練習問題 1:
下のエントリーのうち、「beige」という語を含む行をすべて書き出せ。

抜粋文:
#####

この小説、最後の方で、恋愛至上主義の「ザ・ロマンチック」を解き放ってくれる。マノンが死ぬところでもアメリカでの生活でもなく、グリュウがアメリカに渡る前に語るところで、恋愛至上主義万歳、というような瞬間がやってきた。ロマンスには、多分に自分に酔うことが必要だ。グリュウは、本当は自分に酔っていたのかもしれない。が、恋愛至上主義って、映画でも小説でも「純愛」とか言って、人々を陶酔させて涙させたりしている。自分に酔う「陶酔感」はある種のカタルシスをよぶ。

この小説の中盤過ぎまで、マノンにほれ込み彼女のこと以外はどうでもよくなるグリュウに対して、「どうしようもねえなぁ・・・」と思って読んでいた。学力優秀で品行方正な青年だったのに、社会的地位も義務も、親友も、司教も、父親もすべてないがしろにし、嘘をつき、詐欺を働き、賭博でいかさまを働き、捕まり、脱獄もし、ついには殺人も犯す。いくらその女が大事でも、さすがに人を殺しちゃいかんだろ。(でも元来の美貌や魅力で許される。もちろん、当時の特権階級だったからも大きいが。)何度も裏切られる友人、チベルジュも哀れである。まあ、こんなにひどい目に何度あっても、彼の友人をやめないチベルジュ君も、大丈夫か、というのもあるけれど。

#####

練習問題 2:
抜粋文によれば、殺人まで犯したグリュウが許されるのはなぜか。一〜三文で説明せよ。

元データ:
#####

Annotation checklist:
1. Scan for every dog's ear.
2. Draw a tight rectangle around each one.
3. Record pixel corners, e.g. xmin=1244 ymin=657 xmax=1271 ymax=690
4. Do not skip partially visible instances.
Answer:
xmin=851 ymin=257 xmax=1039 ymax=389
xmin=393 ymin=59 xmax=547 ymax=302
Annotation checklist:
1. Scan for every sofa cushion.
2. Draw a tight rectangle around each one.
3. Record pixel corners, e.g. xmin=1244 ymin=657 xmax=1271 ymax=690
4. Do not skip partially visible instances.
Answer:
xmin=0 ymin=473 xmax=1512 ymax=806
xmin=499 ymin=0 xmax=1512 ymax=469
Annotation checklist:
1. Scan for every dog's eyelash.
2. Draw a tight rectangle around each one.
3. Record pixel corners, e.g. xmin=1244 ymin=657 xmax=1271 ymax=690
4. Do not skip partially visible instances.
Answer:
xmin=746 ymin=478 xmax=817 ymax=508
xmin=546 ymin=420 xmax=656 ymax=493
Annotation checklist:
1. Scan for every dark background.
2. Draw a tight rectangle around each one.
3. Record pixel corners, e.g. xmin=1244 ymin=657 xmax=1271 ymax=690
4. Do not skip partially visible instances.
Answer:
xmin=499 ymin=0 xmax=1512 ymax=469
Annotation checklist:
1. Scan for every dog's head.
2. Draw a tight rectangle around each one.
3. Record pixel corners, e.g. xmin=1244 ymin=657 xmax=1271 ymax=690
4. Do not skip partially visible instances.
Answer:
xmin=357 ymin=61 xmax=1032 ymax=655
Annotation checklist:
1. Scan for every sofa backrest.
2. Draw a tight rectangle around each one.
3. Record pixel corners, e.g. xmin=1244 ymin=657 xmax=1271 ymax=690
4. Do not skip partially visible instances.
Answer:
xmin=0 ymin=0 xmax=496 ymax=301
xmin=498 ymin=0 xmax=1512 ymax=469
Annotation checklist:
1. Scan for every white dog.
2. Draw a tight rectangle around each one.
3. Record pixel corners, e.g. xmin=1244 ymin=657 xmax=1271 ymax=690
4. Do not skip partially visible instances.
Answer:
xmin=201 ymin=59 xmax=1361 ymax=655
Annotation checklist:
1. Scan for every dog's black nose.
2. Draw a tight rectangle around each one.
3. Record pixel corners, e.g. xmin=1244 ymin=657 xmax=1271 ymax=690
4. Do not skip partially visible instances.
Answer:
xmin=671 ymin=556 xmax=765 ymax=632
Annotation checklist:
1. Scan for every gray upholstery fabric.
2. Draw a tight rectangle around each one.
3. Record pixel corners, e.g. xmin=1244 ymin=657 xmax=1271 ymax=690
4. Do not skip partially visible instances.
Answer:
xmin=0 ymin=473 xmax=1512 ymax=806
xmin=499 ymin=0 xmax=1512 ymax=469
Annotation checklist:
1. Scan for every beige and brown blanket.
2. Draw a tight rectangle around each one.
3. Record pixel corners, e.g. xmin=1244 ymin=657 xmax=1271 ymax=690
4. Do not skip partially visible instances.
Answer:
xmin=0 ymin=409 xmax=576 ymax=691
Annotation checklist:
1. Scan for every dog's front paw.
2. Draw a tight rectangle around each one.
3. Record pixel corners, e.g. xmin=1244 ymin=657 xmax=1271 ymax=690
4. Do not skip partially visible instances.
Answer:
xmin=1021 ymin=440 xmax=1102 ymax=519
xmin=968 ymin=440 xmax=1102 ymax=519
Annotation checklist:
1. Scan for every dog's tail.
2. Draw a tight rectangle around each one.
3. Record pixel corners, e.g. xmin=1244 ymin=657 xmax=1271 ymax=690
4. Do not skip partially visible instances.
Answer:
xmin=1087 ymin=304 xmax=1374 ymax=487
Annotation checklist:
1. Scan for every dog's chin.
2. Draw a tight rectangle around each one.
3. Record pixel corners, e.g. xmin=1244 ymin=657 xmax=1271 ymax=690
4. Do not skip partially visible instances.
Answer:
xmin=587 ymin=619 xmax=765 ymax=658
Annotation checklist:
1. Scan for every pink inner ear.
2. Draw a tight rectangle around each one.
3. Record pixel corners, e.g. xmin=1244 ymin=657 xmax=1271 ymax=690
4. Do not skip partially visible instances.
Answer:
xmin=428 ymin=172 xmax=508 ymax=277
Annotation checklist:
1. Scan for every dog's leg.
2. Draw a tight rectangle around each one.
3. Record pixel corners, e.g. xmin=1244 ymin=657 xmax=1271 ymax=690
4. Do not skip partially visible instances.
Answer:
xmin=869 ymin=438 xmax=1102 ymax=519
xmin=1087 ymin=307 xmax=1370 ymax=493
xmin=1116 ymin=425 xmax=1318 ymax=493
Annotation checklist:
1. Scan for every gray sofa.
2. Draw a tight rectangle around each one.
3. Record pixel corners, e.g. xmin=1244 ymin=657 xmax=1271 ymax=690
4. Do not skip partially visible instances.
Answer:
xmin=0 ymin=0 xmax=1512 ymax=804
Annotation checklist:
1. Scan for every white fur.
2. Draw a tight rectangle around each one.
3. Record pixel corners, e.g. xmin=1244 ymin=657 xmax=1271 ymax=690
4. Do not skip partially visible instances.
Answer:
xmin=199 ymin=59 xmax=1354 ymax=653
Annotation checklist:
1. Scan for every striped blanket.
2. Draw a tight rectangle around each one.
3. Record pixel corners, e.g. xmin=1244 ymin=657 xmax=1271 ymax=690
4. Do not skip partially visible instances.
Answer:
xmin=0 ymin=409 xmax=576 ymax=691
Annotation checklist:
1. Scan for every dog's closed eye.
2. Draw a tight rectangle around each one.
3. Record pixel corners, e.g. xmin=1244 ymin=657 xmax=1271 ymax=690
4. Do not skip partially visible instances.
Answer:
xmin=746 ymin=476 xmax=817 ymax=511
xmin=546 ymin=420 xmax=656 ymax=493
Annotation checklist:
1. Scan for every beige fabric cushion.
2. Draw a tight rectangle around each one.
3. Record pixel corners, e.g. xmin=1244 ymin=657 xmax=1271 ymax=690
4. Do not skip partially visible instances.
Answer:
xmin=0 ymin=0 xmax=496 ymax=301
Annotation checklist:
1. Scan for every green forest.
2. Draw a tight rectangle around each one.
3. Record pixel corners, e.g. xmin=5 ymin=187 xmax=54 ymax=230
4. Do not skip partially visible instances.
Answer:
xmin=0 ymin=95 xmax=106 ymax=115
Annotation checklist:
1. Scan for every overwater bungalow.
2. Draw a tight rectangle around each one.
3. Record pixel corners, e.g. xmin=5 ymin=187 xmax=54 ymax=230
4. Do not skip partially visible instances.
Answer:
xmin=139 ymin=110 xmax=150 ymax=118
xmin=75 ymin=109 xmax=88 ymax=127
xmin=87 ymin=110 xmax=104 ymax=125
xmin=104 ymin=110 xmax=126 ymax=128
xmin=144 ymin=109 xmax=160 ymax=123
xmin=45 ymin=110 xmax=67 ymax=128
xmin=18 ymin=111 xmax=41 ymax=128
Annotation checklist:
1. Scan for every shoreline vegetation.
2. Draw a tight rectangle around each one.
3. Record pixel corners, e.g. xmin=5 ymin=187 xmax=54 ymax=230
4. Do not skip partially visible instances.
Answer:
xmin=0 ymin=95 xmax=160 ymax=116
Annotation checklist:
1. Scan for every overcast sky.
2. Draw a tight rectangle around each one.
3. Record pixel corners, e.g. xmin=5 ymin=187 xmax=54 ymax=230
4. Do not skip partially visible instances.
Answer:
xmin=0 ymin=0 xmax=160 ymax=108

#####

解答 1:
1. Scan for every beige and brown blanket.
1. Scan for every beige fabric cushion.

解答 2:
グリュウがもともと持っている美貌や魅力によって許される。加えて、彼が当時の特権階級だったことも大きいとされている。